Copy the rows verbatim, starting at the first row and ending at the line containing "x=286 y=103", with both ends included.

---- SUPPLIED ENTRIES

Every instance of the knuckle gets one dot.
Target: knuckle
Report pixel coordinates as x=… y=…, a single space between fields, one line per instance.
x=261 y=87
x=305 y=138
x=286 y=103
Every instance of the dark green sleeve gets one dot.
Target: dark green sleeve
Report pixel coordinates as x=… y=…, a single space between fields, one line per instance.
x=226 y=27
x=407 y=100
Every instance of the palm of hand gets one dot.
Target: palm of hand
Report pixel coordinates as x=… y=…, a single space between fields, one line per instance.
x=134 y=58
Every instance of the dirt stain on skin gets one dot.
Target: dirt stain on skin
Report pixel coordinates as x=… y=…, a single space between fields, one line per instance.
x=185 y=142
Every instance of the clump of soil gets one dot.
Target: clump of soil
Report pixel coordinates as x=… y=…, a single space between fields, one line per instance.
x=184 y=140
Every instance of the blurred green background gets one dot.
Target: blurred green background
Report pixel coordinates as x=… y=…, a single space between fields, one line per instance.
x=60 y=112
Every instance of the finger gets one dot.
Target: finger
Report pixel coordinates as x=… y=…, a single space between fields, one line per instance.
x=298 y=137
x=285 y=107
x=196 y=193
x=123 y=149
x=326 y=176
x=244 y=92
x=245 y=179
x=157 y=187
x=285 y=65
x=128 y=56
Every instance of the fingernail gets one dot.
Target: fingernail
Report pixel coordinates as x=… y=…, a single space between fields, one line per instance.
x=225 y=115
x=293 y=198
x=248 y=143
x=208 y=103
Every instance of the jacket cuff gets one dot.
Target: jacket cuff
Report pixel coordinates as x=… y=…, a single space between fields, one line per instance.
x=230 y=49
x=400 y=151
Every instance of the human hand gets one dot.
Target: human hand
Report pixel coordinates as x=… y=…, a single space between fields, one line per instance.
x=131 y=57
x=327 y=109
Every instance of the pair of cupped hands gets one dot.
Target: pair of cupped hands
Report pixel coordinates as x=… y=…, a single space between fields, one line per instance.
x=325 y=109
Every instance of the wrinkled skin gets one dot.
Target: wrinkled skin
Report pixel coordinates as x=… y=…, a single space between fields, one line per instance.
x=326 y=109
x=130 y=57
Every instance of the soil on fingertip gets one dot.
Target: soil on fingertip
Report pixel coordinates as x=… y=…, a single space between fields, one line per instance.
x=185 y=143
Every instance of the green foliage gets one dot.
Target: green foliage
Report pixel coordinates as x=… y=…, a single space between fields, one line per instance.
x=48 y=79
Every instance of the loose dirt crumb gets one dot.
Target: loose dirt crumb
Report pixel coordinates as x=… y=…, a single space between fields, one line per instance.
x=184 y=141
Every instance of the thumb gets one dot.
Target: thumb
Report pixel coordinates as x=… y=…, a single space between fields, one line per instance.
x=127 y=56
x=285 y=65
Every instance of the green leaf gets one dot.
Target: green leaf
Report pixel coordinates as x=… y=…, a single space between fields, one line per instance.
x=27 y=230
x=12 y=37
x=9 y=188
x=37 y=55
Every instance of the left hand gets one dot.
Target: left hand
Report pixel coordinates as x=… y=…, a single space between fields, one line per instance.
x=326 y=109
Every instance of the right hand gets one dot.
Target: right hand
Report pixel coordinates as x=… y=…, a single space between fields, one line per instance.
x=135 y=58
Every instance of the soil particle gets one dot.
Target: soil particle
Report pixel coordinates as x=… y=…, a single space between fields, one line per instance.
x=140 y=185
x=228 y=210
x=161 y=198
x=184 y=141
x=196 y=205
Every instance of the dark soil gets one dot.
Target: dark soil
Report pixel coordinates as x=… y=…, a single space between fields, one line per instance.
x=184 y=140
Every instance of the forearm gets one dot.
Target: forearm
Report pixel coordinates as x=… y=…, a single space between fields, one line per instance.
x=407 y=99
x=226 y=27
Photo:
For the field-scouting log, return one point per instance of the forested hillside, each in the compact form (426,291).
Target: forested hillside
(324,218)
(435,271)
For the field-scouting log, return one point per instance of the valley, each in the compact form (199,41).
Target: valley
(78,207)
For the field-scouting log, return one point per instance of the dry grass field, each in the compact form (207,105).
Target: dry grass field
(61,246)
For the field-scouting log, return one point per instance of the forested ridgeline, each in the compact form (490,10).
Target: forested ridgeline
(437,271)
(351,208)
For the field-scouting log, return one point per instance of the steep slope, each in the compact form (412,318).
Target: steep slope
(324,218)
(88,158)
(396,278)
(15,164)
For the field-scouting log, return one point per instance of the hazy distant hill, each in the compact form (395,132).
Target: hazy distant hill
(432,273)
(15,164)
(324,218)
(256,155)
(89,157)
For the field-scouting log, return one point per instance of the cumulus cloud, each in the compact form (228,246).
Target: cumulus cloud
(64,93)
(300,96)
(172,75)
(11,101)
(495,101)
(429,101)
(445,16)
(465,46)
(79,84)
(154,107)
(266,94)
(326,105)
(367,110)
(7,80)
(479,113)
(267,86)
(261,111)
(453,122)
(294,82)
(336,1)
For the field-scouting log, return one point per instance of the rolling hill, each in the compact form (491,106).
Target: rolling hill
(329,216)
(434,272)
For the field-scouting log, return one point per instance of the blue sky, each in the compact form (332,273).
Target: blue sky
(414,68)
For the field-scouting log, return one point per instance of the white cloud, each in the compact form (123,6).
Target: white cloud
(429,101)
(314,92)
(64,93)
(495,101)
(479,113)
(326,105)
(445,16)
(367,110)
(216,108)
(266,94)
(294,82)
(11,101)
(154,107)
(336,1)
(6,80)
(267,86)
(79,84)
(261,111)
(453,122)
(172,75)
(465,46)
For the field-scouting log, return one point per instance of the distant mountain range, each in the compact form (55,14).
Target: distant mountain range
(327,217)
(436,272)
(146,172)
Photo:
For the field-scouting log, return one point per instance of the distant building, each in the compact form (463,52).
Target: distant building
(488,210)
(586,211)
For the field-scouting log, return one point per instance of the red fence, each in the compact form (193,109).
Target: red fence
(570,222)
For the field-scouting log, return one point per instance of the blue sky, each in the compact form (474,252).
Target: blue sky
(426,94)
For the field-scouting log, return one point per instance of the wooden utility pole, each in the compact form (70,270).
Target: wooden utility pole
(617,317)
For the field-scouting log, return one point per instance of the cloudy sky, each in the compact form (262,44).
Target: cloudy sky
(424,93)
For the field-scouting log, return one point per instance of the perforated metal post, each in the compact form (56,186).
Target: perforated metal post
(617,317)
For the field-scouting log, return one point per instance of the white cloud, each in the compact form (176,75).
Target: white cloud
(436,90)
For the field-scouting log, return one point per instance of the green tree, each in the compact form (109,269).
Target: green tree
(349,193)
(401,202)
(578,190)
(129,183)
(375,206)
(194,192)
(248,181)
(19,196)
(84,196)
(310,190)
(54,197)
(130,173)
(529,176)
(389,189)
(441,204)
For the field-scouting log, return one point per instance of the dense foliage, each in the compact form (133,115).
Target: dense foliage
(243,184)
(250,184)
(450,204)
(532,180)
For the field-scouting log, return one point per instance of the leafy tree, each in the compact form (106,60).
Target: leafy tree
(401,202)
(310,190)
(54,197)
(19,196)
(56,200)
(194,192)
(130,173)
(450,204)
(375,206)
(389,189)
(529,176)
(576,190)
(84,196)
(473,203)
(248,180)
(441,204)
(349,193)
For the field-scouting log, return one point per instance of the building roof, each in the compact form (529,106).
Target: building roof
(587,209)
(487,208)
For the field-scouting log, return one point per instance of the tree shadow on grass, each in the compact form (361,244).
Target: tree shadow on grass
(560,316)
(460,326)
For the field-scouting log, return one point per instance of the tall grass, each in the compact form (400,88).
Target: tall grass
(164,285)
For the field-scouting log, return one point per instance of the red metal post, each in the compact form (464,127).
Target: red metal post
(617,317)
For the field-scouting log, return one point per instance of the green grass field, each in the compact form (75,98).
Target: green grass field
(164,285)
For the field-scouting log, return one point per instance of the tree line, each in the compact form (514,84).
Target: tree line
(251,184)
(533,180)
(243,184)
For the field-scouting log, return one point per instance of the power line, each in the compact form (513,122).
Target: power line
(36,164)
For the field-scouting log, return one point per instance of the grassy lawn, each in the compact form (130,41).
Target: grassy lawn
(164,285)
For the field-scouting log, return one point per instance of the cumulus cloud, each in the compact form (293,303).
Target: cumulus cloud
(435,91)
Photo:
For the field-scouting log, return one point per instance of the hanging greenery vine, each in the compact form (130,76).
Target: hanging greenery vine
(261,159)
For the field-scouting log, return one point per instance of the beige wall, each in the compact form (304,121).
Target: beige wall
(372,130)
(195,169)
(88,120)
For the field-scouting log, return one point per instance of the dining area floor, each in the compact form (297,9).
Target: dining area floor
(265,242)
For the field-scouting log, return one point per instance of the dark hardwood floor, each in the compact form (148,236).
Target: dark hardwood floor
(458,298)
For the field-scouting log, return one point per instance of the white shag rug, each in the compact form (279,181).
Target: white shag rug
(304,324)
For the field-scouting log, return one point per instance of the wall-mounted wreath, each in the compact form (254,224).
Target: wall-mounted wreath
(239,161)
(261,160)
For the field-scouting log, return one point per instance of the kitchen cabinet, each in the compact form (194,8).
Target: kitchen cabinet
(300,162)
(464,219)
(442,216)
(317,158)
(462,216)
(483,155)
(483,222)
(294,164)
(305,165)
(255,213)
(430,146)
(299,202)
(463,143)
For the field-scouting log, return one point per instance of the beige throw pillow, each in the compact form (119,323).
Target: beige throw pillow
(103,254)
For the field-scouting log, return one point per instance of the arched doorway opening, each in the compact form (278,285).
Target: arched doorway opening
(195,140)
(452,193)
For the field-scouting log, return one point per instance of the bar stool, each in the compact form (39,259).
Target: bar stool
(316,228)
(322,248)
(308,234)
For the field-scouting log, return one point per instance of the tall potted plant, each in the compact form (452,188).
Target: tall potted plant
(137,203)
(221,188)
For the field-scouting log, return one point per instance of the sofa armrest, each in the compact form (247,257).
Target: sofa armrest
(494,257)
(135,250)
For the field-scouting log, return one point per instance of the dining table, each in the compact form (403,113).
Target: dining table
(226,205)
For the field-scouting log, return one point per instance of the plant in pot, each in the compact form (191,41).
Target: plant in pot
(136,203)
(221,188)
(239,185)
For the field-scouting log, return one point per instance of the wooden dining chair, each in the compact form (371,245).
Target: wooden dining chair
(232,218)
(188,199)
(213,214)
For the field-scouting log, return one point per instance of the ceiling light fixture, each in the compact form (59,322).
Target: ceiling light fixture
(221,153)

--------

* [RESPONSE TO THE EXERCISE]
Every instance of the knuckle gets one dot.
Target: knuckle
Report pixel coordinates as x=… y=…, a single space between fields, one line per instance.
x=261 y=87
x=305 y=138
x=286 y=103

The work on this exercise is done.